■ TASK DETAILS ■
Reproduce every line of the listing below, raising each x and y pin coordinate by 40 and keeping all other text unchanged. Omit the image marker.

-- START RECORDS TO USE --

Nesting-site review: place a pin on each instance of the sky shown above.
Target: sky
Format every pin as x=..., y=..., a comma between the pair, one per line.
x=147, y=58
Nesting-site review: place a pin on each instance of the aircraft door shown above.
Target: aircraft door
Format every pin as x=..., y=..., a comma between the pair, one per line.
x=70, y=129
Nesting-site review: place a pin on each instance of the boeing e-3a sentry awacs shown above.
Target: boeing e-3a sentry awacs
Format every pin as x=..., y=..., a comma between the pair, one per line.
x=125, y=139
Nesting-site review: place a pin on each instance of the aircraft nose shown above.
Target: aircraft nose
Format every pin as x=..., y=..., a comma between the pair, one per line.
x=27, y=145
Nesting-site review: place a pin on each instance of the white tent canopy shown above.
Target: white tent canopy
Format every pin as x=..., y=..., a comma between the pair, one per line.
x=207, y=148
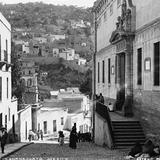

-- END RECORDS TO USE --

■ RESULT OF THE TASK ■
Nesting-site review: place a pin on each instance of the sky shown above.
Target: sky
Format every pin as x=..., y=..., a comma between the pair, one per line.
x=187, y=98
Nesting-site review: place a pin on each instance of the aircraft door shown above.
Target: aircraft door
Format every pin as x=..., y=..., a comma between the pair, one per line.
x=110, y=169
Nesting-site review: place a pin on each instance of the boeing e-3a sentry awacs shown above.
Target: boeing e-3a sentry awacs
Format every pin as x=..., y=..., a comma between the pair, one per line.
x=165, y=179
Nesting-site review: place a pin on each instance of the aircraft nose shown above.
Target: aircraft nose
Format every pin as x=..., y=..., a comma between the pair, one per line.
x=67, y=185
Nesting-site review: place a pin on each instance of the white tent canopy shown above.
Target: white tent canopy
Format every pin as x=..., y=..., a comma between the pair, one per line.
x=247, y=188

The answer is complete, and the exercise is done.